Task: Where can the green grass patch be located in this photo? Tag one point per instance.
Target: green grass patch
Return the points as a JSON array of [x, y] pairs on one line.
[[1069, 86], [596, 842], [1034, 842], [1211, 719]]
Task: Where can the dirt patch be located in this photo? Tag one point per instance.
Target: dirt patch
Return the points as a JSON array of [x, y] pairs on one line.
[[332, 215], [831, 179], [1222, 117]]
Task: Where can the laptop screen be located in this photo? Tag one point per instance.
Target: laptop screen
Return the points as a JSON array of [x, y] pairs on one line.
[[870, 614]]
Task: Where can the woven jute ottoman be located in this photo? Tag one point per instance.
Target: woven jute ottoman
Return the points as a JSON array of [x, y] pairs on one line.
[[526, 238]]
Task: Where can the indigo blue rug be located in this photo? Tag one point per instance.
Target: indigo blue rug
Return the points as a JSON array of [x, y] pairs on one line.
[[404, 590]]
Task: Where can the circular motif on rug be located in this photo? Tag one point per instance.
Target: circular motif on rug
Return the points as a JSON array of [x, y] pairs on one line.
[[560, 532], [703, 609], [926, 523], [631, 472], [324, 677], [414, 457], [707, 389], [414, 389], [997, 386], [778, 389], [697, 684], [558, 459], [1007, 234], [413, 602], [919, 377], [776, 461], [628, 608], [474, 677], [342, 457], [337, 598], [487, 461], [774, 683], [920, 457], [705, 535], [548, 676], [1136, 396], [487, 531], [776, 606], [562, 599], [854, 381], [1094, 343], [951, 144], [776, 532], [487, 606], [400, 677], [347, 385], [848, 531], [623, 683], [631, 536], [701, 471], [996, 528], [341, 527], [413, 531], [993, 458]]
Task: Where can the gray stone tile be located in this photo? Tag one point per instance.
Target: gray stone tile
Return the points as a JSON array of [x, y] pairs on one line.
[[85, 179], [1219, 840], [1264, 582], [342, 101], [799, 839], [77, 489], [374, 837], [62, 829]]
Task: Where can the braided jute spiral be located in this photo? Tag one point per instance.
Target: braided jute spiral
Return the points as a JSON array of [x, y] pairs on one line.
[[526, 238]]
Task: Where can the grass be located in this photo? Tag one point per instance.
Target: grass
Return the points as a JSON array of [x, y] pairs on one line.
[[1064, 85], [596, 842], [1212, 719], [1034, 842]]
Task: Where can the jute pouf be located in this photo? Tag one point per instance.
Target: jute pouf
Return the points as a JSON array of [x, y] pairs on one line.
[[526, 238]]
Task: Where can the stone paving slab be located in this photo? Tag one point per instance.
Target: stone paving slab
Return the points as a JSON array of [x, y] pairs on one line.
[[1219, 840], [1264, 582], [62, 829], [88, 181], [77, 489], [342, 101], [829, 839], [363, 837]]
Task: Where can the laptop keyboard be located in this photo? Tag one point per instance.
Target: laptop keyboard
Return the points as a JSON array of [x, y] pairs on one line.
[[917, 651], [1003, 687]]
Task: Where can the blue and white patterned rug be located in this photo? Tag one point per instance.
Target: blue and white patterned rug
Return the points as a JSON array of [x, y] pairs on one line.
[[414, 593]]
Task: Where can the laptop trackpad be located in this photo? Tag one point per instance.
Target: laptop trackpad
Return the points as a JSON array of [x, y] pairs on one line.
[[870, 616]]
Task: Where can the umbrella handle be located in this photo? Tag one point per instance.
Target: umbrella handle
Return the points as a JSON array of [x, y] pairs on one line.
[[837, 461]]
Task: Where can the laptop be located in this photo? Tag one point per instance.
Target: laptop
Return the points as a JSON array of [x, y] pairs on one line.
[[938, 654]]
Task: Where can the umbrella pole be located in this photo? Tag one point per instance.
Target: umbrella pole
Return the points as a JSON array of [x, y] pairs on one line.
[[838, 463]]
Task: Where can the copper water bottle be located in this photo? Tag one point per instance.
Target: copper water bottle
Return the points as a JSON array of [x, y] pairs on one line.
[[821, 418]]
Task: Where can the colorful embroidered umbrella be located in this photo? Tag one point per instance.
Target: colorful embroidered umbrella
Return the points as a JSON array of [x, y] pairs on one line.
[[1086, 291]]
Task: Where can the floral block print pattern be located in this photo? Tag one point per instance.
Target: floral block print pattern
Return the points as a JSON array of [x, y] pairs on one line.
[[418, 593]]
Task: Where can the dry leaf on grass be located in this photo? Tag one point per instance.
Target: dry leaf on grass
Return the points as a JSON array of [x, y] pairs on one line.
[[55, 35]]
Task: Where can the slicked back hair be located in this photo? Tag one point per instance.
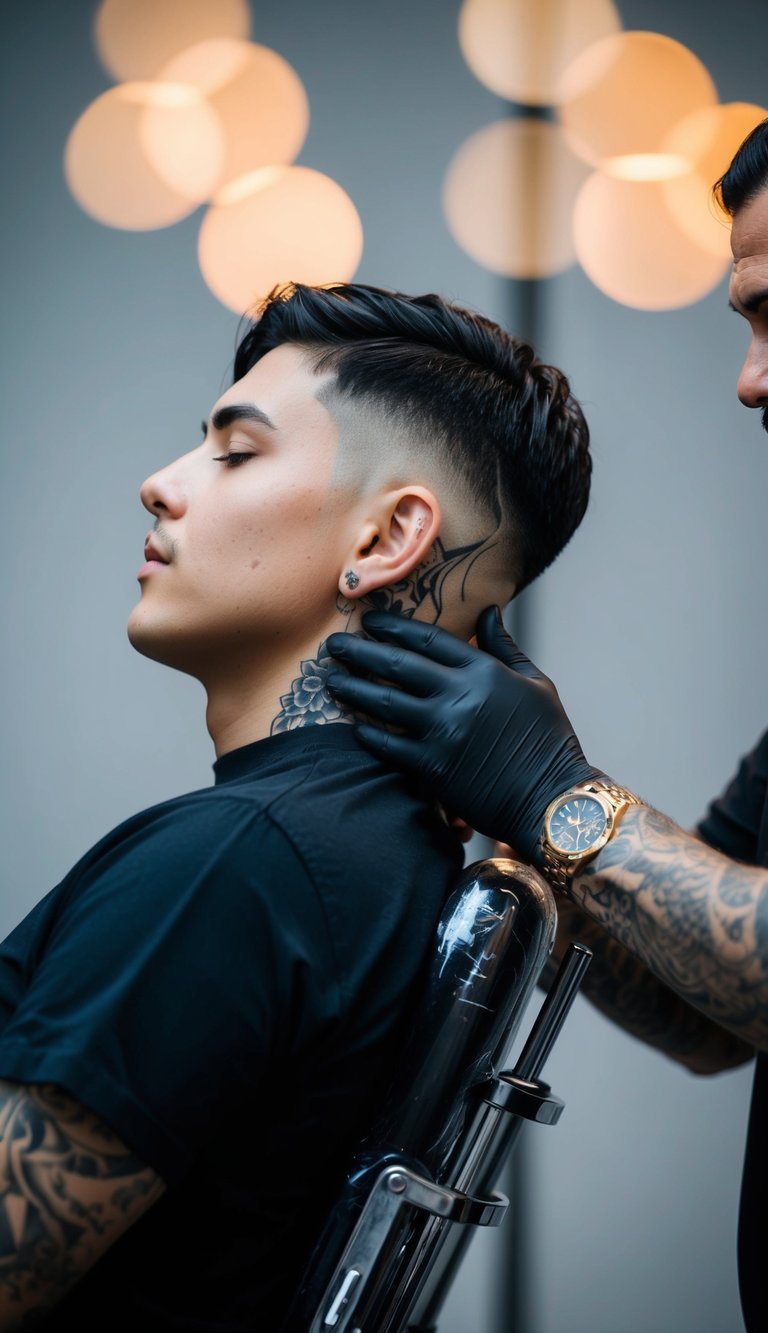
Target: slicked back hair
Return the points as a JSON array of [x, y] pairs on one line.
[[747, 175], [503, 420]]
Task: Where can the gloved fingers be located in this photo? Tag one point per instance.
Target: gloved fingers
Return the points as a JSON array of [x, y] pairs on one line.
[[384, 704], [388, 661], [399, 751], [494, 639], [428, 640]]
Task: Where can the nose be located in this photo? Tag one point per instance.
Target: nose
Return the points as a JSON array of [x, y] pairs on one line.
[[163, 493], [752, 387]]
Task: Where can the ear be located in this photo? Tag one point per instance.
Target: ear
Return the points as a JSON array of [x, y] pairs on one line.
[[395, 539]]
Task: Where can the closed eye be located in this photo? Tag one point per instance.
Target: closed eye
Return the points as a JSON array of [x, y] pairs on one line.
[[234, 460]]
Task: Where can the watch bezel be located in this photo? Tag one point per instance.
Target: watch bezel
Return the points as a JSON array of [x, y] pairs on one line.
[[568, 859]]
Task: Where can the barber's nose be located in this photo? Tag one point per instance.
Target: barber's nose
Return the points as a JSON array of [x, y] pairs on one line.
[[163, 493], [752, 387]]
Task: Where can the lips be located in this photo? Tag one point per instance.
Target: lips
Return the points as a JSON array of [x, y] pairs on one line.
[[154, 555]]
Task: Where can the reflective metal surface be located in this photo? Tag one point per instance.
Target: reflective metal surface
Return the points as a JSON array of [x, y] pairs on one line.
[[424, 1175]]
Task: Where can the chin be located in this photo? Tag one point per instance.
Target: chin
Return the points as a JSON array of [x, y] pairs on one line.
[[155, 641]]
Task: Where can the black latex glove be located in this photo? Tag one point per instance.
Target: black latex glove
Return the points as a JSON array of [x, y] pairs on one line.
[[483, 728]]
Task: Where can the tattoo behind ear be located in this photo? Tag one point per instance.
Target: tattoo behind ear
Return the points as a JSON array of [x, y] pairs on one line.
[[426, 585]]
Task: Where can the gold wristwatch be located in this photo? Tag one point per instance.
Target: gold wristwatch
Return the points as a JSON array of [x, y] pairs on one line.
[[578, 825]]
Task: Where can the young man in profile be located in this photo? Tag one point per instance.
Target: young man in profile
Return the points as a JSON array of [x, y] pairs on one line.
[[196, 1023]]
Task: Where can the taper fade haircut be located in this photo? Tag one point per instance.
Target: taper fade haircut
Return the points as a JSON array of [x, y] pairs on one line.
[[503, 420], [747, 175]]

##############################

EXERCISE
Swap "in this photo" for "in this image" throughout the lines above, and give them back otherwise unchanged. Leave the pictures out.

EXERCISE RESULT
Task: Where can the green grass patch be located in this image? Tag one point per instance.
Target: green grass patch
Return the points as a JSON array of [x, y] pairs on one line.
[[1069, 86], [596, 842], [1034, 842], [1211, 719]]
Task: Where can the dirt patch be located in this image? Tag one point per instance.
Target: dirt patch
Return the points as a JSON array of [x, y] pairs on one line.
[[332, 215], [831, 179], [1222, 117]]
Task: Where can the laptop screen be located in this image? Tag one point per instance.
Target: laptop screen
Return the points as a JSON array of [x, y] pairs on one line.
[[870, 614]]
Task: Where can the woven jute ottoman be located in this image? Tag one point per instance.
Target: woven jute ottoman
Return the points as a JSON array of [x, y] pairs on one line.
[[526, 238]]
Task: Where can the indigo blue rug be located in this image? Tag one point per instance.
Target: indigo blue rug
Return the points as a JSON array of [x, y] pairs on one line.
[[404, 590]]
Task: Where can the circular motif on rug be located in this image? Tag one point per instance.
Target: circular motif on rug
Return the points as a JSON array of [x, y] pairs on one line.
[[560, 532], [703, 609], [926, 523], [631, 472], [324, 677], [414, 457], [707, 389], [414, 389], [997, 386], [778, 389], [697, 684], [558, 459], [1007, 234], [413, 602], [919, 377], [776, 461], [628, 608], [474, 677], [342, 457], [337, 598], [487, 461], [774, 683], [920, 457], [705, 535], [548, 676], [1136, 396], [487, 531], [776, 606], [562, 599], [854, 381], [1094, 343], [951, 144], [776, 532], [487, 606], [400, 677], [347, 385], [848, 531], [623, 683], [631, 536], [701, 471], [996, 528], [341, 527], [413, 531], [993, 458]]
Task: Where can the gray stone tile be located in this image? Tag one point per instance.
Target: gray stone tile
Return the points as a JSON array of [x, y] pairs on one line.
[[85, 179], [1219, 840], [1264, 582], [342, 101], [799, 839], [77, 489], [374, 837], [62, 829]]
Task: Where can the braided jute spiral be located in this image? Tag one point per instance.
Target: braided jute spiral
Return the points as a JSON array of [x, y] pairs on one line.
[[526, 238]]
Task: Where can the grass be located in this image? Tag one point per instance.
Target: grass
Return the points as a JSON array of [x, y] pairs on one line.
[[1064, 85], [596, 842], [1212, 719], [1034, 842]]
Task: Where can the jute pouf be located in this image? Tag one point per instance.
Target: jute pouf
Return the points as a JSON array of [x, y] pairs on one line.
[[526, 238]]
Task: Where can the stone paving slab be located in this image? Tag one point per instance.
Target: stone paving slab
Return the points as a JSON array of [x, y] pairs on one line.
[[1219, 840], [1264, 582], [62, 829], [88, 181], [77, 489], [342, 101], [829, 839], [363, 837]]
Task: Where can the laptop keyboard be located in this image? Tag one point per instance.
Target: laptop keyboard
Return the points as a JSON array of [x, y] pairs on one line.
[[917, 651], [1003, 687]]
Task: Where can the blue and white patterned rug be located in this image? Tag one point per instance.
Target: blue and white patterned rug
Return the points as a JSON array of [x, y] pairs on one line.
[[414, 593]]
Task: Where can the laptop trackpad be located in this image? Tag one point per instance.
Target: laptop trackpad
Return the points as a JSON array of [x, y] pairs on one line.
[[870, 616]]
Task: Where can the umbrella handle be located in this image? Tag one point per instance.
Target: umbrella handle
Return the points as a JSON array of [x, y] pairs on one line.
[[837, 461]]
Task: Where can the laptop be located in this image? Tag one point per instance.
Target: laptop
Return the points as a JSON array of [x, y] pairs on one line.
[[938, 654]]
Task: Where can the umbrella pole be located in this image? Tag one point per instance.
Target: umbrella pole
Return the points as a JSON array of [x, y] pairs on one line.
[[838, 463]]
Task: Where can the copper water bottle be located in this image? Tag one point per instance.
Target: copper water bottle
Return the points as a JSON array of [x, y] pairs on one line.
[[821, 418]]
Task: Where can the colorful embroidered umbrella be located in this image? Tag one point per instance.
Target: colorful embroidered umbrella
Return the points as a JSON array of [x, y] pairs on one line.
[[1086, 291]]
Task: Where can the floral block print pattern be located in this image? Tag one point per instance.
Target: floral block print pattern
Return the points as a JSON array of [x, y] pairs on one line.
[[418, 593]]
Task: Where can the dry leaf on grass be located in this image? Tag one point per instance.
Target: dry leaf on grass
Return the points as a JSON array of [x, y] pairs on one line.
[[55, 35]]
Task: Where can the slicked back hair be located in this image? Tag one point per instance.
Target: slicked back hair
Return the points as a JSON array of [x, y] pairs on one line.
[[747, 175], [503, 420]]
Task: Where can the gloved fingers be located in this image? Tag one point per instance.
Target: gloved fingers
Return the points as a JSON array of [x, y] pairs on one line.
[[384, 704], [388, 661], [399, 751], [494, 639], [428, 640]]
Task: Where can the nose be located in this image? Tag one point per instance.
Target: nose
Return the points as a JSON array of [x, y] pairs on one line.
[[163, 493], [752, 387]]
Task: Where can the ear be located in this image? Tag one point per instance.
Target: ear
Return the points as a JSON array of [x, y] pairs on one line.
[[395, 539]]
Task: Where can the closed eye be located in this image? Tag one point per instance.
Target: closed eye
Return the points as a JSON array of [x, y] pairs on one line.
[[234, 460]]
Task: Where can the watch bezel be located in this image? Tag one point per instance.
Target: watch bezel
Return the points as a JSON array of [x, y] pairs on one line.
[[568, 859]]
Task: Where can the barber's nose be located in this image? Tag one point per instance.
Target: barber's nose
Return the points as a JSON array of [x, y] pairs on one line.
[[163, 493], [752, 387]]
Task: Where can the lips be located in this image? Tag one point per instance.
Target: lips
Return the points as a JSON array of [x, y] pairs on one line.
[[154, 555]]
Task: Where can the reflective metal surface be located in this image? Tag one point per instance.
Target: reflective metal surface
Return the points as a JSON array of [x, y] pairs on one line.
[[424, 1175]]
Task: Where can the chin be located in this image? Tag one point per instance.
Target: chin
Return the points as a JSON array of [x, y] pairs on one line.
[[155, 641]]
Task: Where can the black latex glove be located in this image? Tag one point per instance.
Target: black latex glove
Return the points as a JSON array of [x, y] pairs on one line.
[[483, 728]]
Task: Where can the tattoo behind ear be located in this image? Tag one point per instance.
Target: tattoo behind ear
Return the points as a JSON array of [x, y] pairs on one line.
[[426, 585]]
Task: Where can the gold wristwatch be located in this image? Tag one point per instance.
Target: gold wristwatch
Return the points as a JSON array of [x, y] pairs on one line.
[[578, 825]]
Task: Where can the young man in profile be located in this image? Tag one point per instance.
Target: young man in profile
Return the points as a JSON array of [x, y] pairs on one line.
[[196, 1023]]
Task: Where can the taper fade haircut be located in this image? Tag one point per instance.
Target: taper fade haircut
Return the points as a JSON array of [x, y] pairs on one line.
[[503, 420], [747, 175]]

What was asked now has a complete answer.